The plan seems to mimic a French proposal on an equalization tax that was backed up by several big EU states. However, encountering opposition from small countries that fear becoming unappealing to multinational firms is feasible.
As per the document the tax is applicable to companies with revenues above 750 million euros ($922 million) worldwide and with EU digital revenues of at least 10 million euros a year.
However, the proposal is subject to changes prior to its publication anticipated in the second half of March. Some of the key figures on rates and thresholds are in brackets, showing that work is still in progress in order to define the final numbers.
Firms selling user-targeted online ads, such as Google, or providing advertisement space on the internet, such as Facebook, Twitter or Instagram, would be subject to the tax, the document said, citing these companies.
Digital marketplaces such as Amazon and gig economy giants such as Airbnb and Uber also fall under the scope of the draft proposal, the Commission said.
Online media, streaming services like Netflix, online gaming, cloud computing or IT services would instead be exempt from the tax.
The levy would be raised in the EU countries where users are located, rather than where companies are headquartered, reducing the appeal of smaller low-tax states.
“This would entail additional reporting requirements so that the tax authorities of member states can calculate how much tax is due in their jurisdiction,” the document said.

-- Problems to work on --
1. Please write out the stretch of the digital tax passage from "The plan seems" through "the final numbers.".
2. In the digital tax passage, what worldwide revenue must a company exceed for the tax to apply?
3. Carry on the digital tax passage from its last sentence.

-- Records --
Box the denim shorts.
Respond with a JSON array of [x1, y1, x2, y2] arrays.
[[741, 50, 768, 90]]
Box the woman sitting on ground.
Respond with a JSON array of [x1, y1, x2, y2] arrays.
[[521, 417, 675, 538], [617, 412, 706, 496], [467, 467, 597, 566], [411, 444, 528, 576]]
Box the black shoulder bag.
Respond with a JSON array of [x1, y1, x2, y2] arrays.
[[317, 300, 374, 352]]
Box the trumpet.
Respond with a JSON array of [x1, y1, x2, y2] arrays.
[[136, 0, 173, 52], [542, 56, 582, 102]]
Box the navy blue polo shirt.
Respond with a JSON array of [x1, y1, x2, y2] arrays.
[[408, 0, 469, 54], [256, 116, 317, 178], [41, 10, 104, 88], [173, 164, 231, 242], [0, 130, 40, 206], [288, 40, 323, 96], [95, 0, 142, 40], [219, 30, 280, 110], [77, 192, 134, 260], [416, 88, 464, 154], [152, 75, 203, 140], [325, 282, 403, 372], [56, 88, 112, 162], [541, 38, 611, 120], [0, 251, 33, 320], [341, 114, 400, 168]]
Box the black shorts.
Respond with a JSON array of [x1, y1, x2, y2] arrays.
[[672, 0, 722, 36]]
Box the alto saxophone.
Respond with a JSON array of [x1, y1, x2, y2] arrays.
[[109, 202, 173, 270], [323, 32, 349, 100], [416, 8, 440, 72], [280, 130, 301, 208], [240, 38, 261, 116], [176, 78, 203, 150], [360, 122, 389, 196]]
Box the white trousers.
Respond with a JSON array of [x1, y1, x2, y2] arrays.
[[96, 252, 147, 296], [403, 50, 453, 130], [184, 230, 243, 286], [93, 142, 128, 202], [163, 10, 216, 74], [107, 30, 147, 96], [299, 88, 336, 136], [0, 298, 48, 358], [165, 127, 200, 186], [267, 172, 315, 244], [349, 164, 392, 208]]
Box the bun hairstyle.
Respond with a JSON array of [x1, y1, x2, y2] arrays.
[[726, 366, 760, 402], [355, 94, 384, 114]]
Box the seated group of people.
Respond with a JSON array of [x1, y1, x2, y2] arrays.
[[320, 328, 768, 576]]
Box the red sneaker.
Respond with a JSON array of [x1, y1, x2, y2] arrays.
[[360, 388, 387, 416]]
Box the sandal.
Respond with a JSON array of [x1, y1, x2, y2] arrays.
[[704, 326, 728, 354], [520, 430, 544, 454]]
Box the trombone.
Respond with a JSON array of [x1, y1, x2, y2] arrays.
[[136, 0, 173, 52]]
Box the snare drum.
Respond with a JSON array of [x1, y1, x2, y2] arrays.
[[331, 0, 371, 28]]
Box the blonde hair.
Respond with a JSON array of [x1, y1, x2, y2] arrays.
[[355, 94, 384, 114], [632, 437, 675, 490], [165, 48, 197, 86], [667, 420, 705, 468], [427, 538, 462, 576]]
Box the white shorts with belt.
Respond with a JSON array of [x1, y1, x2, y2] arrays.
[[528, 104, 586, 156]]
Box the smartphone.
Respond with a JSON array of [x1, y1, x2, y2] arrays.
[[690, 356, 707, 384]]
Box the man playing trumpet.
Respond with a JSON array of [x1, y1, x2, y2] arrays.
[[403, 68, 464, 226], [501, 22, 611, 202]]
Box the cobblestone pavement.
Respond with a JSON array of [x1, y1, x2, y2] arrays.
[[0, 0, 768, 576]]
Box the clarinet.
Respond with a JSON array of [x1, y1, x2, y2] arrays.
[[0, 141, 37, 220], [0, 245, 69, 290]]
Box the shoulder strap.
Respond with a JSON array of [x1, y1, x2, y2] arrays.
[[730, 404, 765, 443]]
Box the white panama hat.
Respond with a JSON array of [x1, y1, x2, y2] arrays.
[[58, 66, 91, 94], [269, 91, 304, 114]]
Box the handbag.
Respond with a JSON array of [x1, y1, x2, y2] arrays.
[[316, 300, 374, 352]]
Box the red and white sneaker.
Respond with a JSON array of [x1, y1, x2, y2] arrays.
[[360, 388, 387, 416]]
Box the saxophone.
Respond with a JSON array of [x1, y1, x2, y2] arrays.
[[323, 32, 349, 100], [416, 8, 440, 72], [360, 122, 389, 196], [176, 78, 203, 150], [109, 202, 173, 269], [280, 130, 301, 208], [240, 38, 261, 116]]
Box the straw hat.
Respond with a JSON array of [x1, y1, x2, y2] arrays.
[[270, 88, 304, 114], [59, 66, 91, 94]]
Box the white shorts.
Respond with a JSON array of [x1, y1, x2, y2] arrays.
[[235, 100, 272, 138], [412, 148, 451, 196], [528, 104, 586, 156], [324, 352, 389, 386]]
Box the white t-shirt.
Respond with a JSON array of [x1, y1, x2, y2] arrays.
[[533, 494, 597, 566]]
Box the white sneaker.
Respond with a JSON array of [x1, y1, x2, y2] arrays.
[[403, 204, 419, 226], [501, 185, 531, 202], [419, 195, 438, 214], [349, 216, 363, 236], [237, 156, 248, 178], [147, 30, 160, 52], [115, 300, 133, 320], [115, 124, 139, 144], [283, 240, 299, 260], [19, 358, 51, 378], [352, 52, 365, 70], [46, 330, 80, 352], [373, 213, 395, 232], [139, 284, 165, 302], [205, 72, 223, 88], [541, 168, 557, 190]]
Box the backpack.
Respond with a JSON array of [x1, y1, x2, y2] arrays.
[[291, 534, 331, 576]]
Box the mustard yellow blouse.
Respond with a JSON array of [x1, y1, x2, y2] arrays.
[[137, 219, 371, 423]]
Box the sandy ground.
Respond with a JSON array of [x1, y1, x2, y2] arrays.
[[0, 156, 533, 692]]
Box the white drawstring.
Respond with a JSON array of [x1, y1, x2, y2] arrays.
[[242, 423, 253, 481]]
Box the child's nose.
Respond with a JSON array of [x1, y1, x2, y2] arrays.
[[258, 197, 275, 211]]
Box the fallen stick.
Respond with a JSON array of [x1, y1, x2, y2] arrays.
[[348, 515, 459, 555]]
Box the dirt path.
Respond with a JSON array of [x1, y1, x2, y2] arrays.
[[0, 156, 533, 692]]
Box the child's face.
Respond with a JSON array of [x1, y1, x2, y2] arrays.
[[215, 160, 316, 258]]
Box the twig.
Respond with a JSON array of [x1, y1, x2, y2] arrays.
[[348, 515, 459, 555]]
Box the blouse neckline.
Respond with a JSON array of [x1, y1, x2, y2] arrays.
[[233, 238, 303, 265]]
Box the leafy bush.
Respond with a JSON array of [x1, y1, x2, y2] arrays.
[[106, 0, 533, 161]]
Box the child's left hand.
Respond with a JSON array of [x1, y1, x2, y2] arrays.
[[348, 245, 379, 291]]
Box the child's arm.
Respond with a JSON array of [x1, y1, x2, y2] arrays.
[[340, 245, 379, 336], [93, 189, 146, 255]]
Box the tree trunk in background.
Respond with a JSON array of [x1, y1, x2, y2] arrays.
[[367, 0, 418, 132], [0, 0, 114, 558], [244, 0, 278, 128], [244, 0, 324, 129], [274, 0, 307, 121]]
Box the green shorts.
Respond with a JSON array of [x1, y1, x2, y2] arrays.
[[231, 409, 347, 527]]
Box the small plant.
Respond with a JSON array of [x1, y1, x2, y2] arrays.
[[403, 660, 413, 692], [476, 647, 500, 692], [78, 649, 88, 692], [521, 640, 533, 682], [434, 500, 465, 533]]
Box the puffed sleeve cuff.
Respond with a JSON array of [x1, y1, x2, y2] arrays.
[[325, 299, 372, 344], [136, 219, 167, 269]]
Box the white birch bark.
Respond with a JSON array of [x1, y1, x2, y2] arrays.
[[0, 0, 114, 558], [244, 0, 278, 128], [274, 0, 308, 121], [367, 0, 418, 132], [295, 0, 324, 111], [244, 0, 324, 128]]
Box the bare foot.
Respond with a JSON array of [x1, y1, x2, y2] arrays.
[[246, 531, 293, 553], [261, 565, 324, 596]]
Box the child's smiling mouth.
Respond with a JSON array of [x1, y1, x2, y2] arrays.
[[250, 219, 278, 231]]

-- Answers for the exercise --
1.
The plan seems to mimic a French proposal on an equalization tax that was backed up by several big EU states. However, encountering opposition from small countries that fear becoming unappealing to multinational firms is feasible.
As per the document the tax is applicable to companies with revenues above 750 million euros ($922 million) worldwide and with EU digital revenues of at least 10 million euros a year.
However, the proposal is subject to changes prior to its publication anticipated in the second half of March. Some of the key figures on rates and thresholds are in brackets, showing that work is still in progress in order to define the final numbers.

2. 750 million euros ($922 million)

3.
In the case of online advertisers, the tax should be levied “where the advertisement is displayed” and “where the users having supplied the data which is being sold are located.”
The document adds: “For online shopping, the tax would be collected in countries “where the user paying for being able to access the platform (or to conclude a transaction within the platform) is located.” The levy would be calculated on the “aggregated gross revenues” of a business and should have a single EU rate “in the region of 1-5 percent.” It would be possible to deduct this tax as a cost from national corporate taxes.
The tax would be a temporary measure that would be applied only until a more comprehensive solution to fair digital taxation is approved, the Commission said.
The long-term solution would entail the adoption of new rules on a “digital permanent establishment”.
The proposal, once finalised, would need the approval of all EU states.